▶ [本文]
---

実話でも上演した作品はサミュエル・ベケットの「ゴドーを待ちながら」だった ©︎2020 – AGAT Films & Cie – Les Productions du Ch’timi / ReallyLikeFilms

ちなみに「ゴドーを待ちながら」は、20世紀を代表するアイルランドの劇作家でノーベル賞作家でもあるサミュエル・ベケットの不朽の名作だ。ホームレスのウラジーミルとエストラゴンという二人の登場人物が、田舎の道で、決してやってこない救済者のゴドーを待ちながら暇つぶしに興じ、そこにさまざまな人物がやってくるさまを描き出す。

ゴドーは“ゴッド(神)”をもじっているのではないかなど、その戯曲は多様な解釈が可能で、1953年の初演以来、世界各国で数多くの演劇人たちが独自の解釈で上演してきた。また先日、アカデミー賞の国際長編部門賞を獲得した濱口竜介監督の『ドライブ・マイ・カー』で、主人公が上演していた舞台としても記憶に新しい。

そんな傑作舞台を囚人たちの演目にしたい。移民や難民、家族やトラウマなど、さまざまなバックボーンを持つ囚人たちの姿に、プロの役者にはない荒削りなリアルさを感じたエチエンヌは、刑務所の中で待ち続ける彼らの境遇を「ゴドーを待ちながら」に重ね合わせていた。一方の囚人たちは、いきなりの話に警戒心を抱きつつも、時を経るにしたがって、情熱をもって指導するエチエンヌに感化され、次第に演劇の魅力に取りつかれるようになる。

---

▶ [提供記録]
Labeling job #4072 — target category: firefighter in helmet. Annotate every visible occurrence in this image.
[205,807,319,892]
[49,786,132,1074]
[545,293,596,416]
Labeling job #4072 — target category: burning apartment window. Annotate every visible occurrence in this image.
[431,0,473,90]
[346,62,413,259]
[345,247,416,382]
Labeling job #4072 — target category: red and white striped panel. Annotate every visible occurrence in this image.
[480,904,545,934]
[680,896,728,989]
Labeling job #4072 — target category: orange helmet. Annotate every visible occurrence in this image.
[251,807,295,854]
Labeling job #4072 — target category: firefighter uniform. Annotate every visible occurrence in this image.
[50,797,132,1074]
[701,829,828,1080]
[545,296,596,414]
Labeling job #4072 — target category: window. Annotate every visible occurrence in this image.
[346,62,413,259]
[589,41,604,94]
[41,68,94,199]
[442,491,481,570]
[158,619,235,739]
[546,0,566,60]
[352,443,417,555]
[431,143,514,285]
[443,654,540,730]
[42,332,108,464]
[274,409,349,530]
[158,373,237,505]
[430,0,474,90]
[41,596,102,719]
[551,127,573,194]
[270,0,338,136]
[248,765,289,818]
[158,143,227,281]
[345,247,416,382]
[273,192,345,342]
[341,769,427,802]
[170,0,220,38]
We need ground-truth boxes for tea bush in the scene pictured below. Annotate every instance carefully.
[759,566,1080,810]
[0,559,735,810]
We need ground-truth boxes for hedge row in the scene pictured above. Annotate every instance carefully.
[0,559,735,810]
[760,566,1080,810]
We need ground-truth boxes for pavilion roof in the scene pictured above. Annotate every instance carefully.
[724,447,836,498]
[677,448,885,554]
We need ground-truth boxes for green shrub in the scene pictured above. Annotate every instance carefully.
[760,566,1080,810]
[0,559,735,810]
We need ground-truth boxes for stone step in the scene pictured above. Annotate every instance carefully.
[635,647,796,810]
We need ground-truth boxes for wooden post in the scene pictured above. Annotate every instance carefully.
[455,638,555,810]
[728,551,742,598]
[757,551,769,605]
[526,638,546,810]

---

▶ [課題]
「ゴドーを待ちながら」を扱った本文から、「実話でも上演した作品はサミュエル・ベケットの「ゴドーを待ちながら」だった ©︎2020 –」という語句を含むところを起点とし、「力に取りつかれるようになる。」で終わる部分を一字一句変えずに書き写しなさい。

▶ [解答]
実話でも上演した作品はサミュエル・ベケットの「ゴドーを待ちながら」だった ©︎2020 – AGAT Films & Cie – Les Productions du Ch’timi / ReallyLikeFilms

ちなみに「ゴドーを待ちながら」は、20世紀を代表するアイルランドの劇作家でノーベル賞作家でもあるサミュエル・ベケットの不朽の名作だ。ホームレスのウラジーミルとエストラゴンという二人の登場人物が、田舎の道で、決してやってこない救済者のゴドーを待ちながら暇つぶしに興じ、そこにさまざまな人物がやってくるさまを描き出す。

ゴドーは“ゴッド(神)”をもじっているのではないかなど、その戯曲は多様な解釈が可能で、1953年の初演以来、世界各国で数多くの演劇人たちが独自の解釈で上演してきた。また先日、アカデミー賞の国際長編部門賞を獲得した濱口竜介監督の『ドライブ・マイ・カー』で、主人公が上演していた舞台としても記憶に新しい。

そんな傑作舞台を囚人たちの演目にしたい。移民や難民、家族やトラウマなど、さまざまなバックボーンを持つ囚人たちの姿に、プロの役者にはない荒削りなリアルさを感じたエチエンヌは、刑務所の中で待ち続ける彼らの境遇を「ゴドーを待ちながら」に重ね合わせていた。一方の囚人たちは、いきなりの話に警戒心を抱きつつも、時を経るにしたがって、情熱をもって指導するエチエンヌに感化され、次第に演劇の魅力に取りつかれるようになる。